» **AIM 1**:
In the thread below, at which event were Landau's four problems presented?

» **EXTRACT**:
I met a student that is trying to prove for fun that there are infinitely many primes of the form $n^2+1$. I tried to tell him it's a hard problem, but I lack references. Is there a paper/book covering the problem? Is this problem really hard or I remember incorrectly?

up vote 29 down vote accepted

This is an incredibly difficult problem.

It is one of Landau's 4 problems which were presented at the 1912 international congress of mathematicians, all of which remains unsolved today nearly 100 years later.

This problem is hard in the sense that it is still unproven. I will provide a set of references, but little conclusive work (as far as I know) has been done on any of them.

This is a conjecture of Hardy; he later generalized it to say: if a, b, c are relatively prime, a is positive, and $(a+b)$ and c are not both even, and $b^2 - 4ac$ is not a perfect square (I know, quite a set of conditions) - then there are infinitely many primes $an^2 + bn + c$.

He does this on pg. 19 of his book.

I should note that it is proved (even in the same book) that there are infinitely many primes of the form $n^2 + m^2$ and $n^2 + m^2 + 1$. (I'm pretty sure).

» **AIM 2**:
Pull out every line of the entries below that contains the word "insert".

» **PROVIDED MATERIAL**:
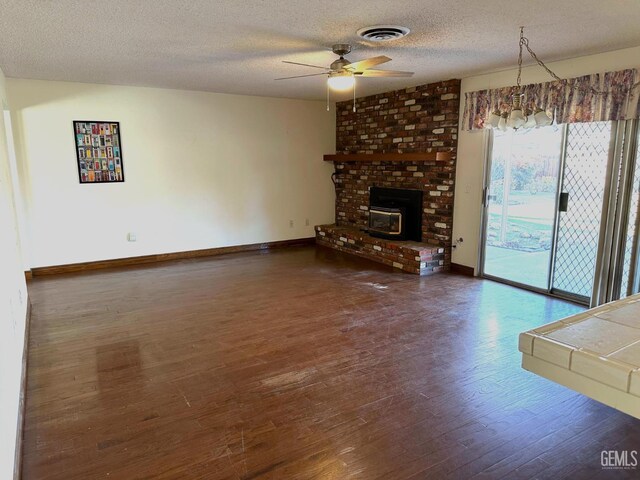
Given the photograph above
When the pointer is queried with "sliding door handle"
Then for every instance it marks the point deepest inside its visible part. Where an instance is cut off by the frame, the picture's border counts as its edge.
(564, 201)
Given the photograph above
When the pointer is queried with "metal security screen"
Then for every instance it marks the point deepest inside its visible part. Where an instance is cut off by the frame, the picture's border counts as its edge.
(586, 158)
(630, 245)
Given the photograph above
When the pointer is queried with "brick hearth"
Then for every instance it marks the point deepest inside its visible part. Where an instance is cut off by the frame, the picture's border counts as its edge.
(412, 257)
(414, 120)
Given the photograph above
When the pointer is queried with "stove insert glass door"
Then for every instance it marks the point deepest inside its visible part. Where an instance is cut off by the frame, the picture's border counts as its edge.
(385, 220)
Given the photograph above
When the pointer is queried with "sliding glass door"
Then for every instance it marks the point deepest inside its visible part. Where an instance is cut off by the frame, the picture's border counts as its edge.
(587, 151)
(521, 205)
(561, 210)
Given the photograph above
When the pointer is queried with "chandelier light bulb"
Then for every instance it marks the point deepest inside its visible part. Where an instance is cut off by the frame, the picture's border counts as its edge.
(502, 124)
(494, 119)
(531, 120)
(517, 118)
(342, 82)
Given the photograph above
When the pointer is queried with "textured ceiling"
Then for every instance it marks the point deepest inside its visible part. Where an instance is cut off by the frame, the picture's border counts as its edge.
(236, 46)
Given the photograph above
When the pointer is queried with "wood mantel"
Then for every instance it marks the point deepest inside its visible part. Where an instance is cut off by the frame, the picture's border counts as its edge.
(389, 157)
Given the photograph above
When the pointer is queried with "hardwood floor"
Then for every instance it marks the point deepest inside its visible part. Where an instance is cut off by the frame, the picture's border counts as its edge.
(297, 364)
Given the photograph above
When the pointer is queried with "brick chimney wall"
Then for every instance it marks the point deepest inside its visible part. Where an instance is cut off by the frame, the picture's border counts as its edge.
(411, 120)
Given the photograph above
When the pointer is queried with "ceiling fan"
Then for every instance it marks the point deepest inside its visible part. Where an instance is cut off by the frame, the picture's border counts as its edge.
(341, 74)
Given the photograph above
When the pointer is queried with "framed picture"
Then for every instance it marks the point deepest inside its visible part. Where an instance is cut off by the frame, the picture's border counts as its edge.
(98, 151)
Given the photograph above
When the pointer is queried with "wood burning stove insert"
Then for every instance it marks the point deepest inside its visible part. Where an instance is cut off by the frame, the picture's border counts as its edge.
(395, 213)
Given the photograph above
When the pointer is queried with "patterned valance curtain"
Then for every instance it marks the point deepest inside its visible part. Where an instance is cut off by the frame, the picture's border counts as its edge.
(569, 101)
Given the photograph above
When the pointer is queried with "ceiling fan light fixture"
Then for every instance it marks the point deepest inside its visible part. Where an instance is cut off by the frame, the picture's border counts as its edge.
(383, 33)
(341, 82)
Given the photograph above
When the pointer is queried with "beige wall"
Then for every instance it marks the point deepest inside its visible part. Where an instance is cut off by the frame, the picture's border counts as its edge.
(472, 145)
(202, 170)
(13, 306)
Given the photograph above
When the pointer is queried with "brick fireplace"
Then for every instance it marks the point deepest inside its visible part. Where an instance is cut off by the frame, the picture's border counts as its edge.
(392, 141)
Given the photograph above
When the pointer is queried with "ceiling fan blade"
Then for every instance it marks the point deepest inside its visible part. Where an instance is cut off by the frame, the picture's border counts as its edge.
(367, 63)
(300, 76)
(305, 65)
(383, 73)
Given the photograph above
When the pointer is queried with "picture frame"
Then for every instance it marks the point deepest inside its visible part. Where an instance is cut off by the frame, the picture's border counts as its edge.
(98, 146)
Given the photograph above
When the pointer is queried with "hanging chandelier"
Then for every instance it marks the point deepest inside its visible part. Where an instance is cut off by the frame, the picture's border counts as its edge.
(518, 115)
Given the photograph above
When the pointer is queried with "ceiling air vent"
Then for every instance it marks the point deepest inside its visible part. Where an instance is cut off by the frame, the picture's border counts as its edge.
(383, 33)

» **TASK SOLUTION 1**:
They were presented at the 1912 international congress of mathematicians.

» **TASK SOLUTION 2**:
When the pointer is queried with "stove insert glass door"
When the pointer is queried with "wood burning stove insert"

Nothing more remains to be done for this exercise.